Problem description → Read through the material below and find each line that has the word "blonde"; copy it.

Data for analysis →
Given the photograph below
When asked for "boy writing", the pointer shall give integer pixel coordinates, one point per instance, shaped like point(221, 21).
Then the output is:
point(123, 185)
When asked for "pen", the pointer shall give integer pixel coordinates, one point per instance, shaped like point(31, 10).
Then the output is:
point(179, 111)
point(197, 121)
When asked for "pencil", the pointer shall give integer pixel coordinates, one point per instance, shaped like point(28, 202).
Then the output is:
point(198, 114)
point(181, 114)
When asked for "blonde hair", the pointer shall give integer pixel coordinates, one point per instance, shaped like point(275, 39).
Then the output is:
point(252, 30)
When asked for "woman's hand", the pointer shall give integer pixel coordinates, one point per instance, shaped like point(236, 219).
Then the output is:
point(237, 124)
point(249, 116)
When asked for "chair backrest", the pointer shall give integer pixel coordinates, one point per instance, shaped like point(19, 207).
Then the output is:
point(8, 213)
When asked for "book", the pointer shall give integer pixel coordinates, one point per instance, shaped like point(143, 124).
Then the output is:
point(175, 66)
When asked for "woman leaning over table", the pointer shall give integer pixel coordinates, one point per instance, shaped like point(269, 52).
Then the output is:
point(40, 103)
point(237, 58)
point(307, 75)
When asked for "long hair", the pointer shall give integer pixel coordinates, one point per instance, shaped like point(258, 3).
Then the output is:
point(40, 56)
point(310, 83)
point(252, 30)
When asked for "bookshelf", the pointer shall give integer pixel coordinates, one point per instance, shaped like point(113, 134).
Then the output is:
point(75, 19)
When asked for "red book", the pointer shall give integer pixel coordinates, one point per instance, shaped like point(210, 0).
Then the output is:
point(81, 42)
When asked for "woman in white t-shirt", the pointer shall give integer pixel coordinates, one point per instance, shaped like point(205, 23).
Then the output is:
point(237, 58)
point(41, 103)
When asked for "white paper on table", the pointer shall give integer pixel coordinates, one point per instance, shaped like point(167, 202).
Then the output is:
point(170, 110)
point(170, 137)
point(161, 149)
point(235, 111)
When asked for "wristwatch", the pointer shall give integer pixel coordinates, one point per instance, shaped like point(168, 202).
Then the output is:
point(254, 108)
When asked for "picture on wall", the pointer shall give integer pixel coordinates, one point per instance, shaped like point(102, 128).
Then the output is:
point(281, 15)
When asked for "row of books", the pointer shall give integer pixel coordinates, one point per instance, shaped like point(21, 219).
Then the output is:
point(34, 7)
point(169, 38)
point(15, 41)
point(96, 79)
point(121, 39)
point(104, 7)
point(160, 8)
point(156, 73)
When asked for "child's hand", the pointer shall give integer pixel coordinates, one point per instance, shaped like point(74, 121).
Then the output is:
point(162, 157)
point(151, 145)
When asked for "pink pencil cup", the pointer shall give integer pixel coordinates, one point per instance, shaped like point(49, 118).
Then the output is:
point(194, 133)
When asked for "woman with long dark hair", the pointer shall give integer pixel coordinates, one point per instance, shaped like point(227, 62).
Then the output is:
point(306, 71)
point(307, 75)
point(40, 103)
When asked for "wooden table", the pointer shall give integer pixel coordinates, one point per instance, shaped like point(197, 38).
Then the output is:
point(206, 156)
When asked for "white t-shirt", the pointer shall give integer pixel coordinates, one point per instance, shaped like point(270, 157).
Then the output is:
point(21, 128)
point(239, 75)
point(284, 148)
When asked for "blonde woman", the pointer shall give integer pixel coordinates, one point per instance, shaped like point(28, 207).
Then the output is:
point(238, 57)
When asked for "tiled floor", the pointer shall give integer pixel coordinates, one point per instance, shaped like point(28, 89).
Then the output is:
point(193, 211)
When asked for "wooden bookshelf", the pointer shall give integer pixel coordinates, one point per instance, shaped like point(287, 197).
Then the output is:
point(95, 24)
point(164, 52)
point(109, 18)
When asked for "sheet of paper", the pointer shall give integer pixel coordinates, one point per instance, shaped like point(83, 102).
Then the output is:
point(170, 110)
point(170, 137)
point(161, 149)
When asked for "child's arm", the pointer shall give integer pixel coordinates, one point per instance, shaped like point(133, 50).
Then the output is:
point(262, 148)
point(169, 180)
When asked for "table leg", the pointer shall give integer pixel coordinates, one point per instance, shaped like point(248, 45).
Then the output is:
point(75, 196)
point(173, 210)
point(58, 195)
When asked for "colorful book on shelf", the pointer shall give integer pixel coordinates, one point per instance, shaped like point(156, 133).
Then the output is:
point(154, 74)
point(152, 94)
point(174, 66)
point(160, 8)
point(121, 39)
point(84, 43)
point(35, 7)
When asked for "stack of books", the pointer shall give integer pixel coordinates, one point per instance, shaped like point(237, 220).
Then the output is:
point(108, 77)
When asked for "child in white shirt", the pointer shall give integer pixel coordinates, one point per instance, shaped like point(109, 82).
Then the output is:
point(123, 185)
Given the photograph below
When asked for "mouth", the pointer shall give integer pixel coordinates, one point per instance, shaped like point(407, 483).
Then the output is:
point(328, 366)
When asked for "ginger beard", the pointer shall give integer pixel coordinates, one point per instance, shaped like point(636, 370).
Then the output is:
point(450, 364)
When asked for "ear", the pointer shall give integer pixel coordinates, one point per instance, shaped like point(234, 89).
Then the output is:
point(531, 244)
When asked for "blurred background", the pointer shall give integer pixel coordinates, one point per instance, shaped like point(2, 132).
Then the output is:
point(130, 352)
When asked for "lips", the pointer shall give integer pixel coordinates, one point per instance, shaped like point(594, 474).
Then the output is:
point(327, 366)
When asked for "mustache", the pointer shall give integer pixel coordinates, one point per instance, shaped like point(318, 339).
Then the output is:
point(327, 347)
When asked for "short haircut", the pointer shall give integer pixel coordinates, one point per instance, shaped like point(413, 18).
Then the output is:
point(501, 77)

Response area →
When asked for "blonde hair", the pointer shall give integer pixel coordinates, one point per instance, shaped like point(275, 39).
When asked for "blonde woman", the pointer shall give integer pixel coordinates, one point per instance, shaped like point(28, 207).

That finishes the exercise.